··· Supplied data ···
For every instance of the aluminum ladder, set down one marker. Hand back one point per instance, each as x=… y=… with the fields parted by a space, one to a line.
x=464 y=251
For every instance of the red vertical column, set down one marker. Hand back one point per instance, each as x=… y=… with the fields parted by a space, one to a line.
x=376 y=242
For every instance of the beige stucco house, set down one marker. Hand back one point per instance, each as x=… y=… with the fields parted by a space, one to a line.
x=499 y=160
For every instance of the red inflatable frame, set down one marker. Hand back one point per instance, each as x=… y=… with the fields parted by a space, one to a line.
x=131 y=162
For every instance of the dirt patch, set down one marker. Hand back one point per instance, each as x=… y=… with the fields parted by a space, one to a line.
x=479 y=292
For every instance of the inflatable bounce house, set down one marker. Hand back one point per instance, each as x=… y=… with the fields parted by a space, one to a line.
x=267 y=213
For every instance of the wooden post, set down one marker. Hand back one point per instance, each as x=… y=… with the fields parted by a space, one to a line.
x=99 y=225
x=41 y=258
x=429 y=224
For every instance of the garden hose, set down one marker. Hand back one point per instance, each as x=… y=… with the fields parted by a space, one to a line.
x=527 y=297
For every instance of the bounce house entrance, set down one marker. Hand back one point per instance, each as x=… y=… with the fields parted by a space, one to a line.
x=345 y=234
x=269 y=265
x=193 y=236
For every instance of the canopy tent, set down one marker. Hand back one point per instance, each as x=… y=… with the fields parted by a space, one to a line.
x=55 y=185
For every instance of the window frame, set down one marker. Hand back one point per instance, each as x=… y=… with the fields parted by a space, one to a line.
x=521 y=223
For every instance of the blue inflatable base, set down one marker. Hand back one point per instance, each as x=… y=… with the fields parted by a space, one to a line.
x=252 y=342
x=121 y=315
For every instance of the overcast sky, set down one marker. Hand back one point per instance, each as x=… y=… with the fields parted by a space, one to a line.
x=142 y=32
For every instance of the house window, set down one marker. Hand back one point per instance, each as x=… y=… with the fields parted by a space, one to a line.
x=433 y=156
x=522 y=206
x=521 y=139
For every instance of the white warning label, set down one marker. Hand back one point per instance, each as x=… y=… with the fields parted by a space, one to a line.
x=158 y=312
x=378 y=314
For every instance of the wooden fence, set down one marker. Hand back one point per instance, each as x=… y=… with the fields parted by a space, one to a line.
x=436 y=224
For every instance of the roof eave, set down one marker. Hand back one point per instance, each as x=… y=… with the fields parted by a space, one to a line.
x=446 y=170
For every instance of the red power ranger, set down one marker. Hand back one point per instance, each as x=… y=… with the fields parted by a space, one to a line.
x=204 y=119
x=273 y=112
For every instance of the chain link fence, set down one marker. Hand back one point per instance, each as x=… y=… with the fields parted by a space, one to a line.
···
**What the task requires**
Copy out everything from the line containing "For every instance of the dirt" down to the line containing "x=267 y=213", with every line kept, and shift each x and y coordinate in the answers by adding 27.

**Expected answer**
For every instance of the dirt patch, set down one marker. Hand back one point per instance, each as x=… y=… with the fields parted by a space, one to a line.
x=506 y=319
For every instance of the inflatable bounce house, set down one marker. Hand back one point per instance, each as x=… y=… with the fields parted by a space, one to a line.
x=294 y=240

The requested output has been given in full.